* **PRZEDSTAWIONY TEKST**:
____
To także dobre miejsce nie tylko dla tych, którzy chcą by dziecko miało zajęcie w trakcie posiłku dorosłych. Do Oliwki można wybrać się z dzieckiem po to, by nauczyć je jak powinno zachowywać się w restauracji. Dzięki kolorowym talerzom i wesołym podkładkom pod talerze maluch może poczuć się równoprawnym gościem restauracji. Siedzące w wysokim foteliku dziecko je z dorosłymi przy jednym stole, obserwuje ich zachowanie i maniery i czerpie z nich przykład.

Łazienka także odpowiada możliwościom maluchów: przewijak, pieluchy, chusteczki, nakładka na sedes i podnóżek, by mały człowiek mógł sam umyć ręce w umywalce.

Sympatyczna obsługa, kameralny nastrój, smaczne i ładnie podane dania główne, przepyszne desery - to kolejne zalety tego miejsca.

Restauracja mieści się na Ursynowie, w okolicy stacji Metra Imielin - na tyłach Galerii Ursynów.


Warszawa, Ursynów
Al. KEN 36a lokal 1
tel. 22 649-17-36
otwarte od 12:00 do 22:00

Menu, zdjęcia i inne szczegóły znaleźć można na stronie www.oliwka.eu
Polecam!

piątek, października 23, 2009

Bam Bam Studio

Bam Bam Studio na Kabatach odkryliśmy niedawno i zupełnie przypadkiem. Okazało się, że znajduje się w naszym zasięgu, więc postanowiliśmy je nawiedzić ;) Na początek wizyta rozpoznawcza: czy dobrze się tam czujemy... czy to, co piszą na www to prawda... czy jest równie miło jak na zdjęciach... czy zabawki fajne...
I tak :) jest fajnie :)
Skorzystaliśmy tylko z "Krainy Zabawy" - to taki placyk zabaw pod dachem, czyli na pogodę jaka nawiedziła ostatnio "krainę Ursynów" i (kurcze) nie chce odpuścić - w sam raz.
____
* **ZESTAW ZADAŃ**:
1. Przepisz dokładnie z przedstawionego tekstu fragment zaczynający się od słów „Łazienka także odpowiada” i ciągnący się aż do słów „tyłach Galerii Ursynów.”.
2. Wymień wszystkie udogodnienia dla dzieci, w które według przedstawionego tekstu wyposażona jest łazienka restauracji Oliwka.
3. W jakich godzinach jest otwarta restauracja Oliwka, zgodnie z przedstawionym tekstem?
____
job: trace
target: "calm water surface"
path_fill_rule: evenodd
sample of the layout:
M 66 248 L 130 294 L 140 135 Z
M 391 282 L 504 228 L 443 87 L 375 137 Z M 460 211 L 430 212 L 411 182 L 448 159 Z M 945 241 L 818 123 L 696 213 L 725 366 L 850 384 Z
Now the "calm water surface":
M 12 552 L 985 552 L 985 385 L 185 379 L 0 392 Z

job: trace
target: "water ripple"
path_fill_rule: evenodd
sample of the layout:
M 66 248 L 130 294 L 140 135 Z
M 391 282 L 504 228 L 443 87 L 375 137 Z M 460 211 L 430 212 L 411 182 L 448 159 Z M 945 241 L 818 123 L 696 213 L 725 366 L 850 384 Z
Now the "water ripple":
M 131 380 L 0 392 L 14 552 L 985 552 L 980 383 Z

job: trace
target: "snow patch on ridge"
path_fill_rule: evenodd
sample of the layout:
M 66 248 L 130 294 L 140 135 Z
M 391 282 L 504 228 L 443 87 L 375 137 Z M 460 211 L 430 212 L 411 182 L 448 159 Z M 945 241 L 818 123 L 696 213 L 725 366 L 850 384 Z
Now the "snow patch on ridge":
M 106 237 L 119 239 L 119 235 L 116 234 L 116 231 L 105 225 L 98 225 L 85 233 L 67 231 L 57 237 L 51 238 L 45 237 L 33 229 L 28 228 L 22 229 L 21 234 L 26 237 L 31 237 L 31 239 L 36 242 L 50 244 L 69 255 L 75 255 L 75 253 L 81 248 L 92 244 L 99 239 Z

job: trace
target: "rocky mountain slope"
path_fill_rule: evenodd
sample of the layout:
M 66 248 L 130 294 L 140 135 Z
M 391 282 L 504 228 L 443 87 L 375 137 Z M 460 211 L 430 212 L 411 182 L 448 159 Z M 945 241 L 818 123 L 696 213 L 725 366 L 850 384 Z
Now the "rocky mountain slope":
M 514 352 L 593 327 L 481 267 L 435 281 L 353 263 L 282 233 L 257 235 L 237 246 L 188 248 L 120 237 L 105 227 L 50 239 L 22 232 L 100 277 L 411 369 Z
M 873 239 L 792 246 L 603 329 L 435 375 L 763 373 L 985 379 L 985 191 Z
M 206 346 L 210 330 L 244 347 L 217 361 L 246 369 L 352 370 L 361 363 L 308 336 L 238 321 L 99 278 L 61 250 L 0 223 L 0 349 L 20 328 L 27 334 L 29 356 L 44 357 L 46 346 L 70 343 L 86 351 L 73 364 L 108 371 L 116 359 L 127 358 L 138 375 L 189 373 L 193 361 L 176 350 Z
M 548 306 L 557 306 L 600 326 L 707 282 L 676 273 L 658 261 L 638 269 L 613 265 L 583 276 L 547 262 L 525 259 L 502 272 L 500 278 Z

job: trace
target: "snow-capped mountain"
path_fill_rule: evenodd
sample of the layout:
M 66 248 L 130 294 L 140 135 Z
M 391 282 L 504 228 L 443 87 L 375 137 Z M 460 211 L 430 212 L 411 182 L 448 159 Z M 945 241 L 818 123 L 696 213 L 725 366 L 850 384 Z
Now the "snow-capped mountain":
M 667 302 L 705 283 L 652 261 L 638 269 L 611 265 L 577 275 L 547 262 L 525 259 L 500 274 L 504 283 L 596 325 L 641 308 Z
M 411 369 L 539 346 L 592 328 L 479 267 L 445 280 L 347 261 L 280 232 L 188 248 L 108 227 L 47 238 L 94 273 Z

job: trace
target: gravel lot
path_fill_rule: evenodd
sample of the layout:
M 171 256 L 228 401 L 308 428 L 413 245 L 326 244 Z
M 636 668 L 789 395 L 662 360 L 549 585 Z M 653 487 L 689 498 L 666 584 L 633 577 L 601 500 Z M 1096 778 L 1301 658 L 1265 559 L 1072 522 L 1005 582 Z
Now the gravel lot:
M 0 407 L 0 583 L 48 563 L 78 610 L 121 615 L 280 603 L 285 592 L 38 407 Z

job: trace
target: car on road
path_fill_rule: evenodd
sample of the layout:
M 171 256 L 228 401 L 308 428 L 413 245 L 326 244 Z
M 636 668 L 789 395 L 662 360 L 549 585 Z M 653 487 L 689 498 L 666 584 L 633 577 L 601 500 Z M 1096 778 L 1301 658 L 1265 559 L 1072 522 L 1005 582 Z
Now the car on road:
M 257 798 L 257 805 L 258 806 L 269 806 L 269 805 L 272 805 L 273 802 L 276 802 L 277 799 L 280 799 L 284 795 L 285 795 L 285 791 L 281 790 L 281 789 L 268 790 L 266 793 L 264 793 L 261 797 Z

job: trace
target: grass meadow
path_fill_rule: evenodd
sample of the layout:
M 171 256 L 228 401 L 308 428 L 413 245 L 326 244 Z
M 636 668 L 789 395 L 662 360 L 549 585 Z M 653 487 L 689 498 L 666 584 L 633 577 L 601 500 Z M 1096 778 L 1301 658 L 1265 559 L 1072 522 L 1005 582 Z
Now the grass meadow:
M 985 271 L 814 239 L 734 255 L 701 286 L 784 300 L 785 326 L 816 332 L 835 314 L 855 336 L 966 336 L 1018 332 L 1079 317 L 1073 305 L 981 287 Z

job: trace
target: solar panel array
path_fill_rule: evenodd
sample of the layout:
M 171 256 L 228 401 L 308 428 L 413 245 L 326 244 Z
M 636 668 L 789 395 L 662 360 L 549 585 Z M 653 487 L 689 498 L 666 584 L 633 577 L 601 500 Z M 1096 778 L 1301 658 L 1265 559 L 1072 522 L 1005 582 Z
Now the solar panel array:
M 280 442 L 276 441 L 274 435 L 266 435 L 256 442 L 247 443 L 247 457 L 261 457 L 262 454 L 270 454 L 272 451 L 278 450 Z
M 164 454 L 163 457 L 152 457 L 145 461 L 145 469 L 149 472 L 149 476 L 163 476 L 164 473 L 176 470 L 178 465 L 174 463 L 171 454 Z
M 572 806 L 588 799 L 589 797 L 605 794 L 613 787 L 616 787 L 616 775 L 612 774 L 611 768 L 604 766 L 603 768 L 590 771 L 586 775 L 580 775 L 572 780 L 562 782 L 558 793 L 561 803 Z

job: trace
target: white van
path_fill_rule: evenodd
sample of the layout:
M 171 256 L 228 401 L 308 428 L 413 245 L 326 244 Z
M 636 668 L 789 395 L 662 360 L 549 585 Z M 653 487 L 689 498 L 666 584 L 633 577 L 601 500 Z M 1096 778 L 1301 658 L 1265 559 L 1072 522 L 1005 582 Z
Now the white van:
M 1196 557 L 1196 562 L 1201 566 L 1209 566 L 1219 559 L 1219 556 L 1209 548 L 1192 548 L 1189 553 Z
____
* **ODPOWIEDZI**:
1.
Łazienka także odpowiada możliwościom maluchów: przewijak, pieluchy, chusteczki, nakładka na sedes i podnóżek, by mały człowiek mógł sam umyć ręce w umywalce.

Sympatyczna obsługa, kameralny nastrój, smaczne i ładnie podane dania główne, przepyszne desery - to kolejne zalety tego miejsca.

Restauracja mieści się na Ursynowie, w okolicy stacji Metra Imielin - na tyłach Galerii Ursynów.

2. przewijak, pieluchy, chusteczki, nakładka na sedes, podnóżek

3. Od 12:00 do 22:00.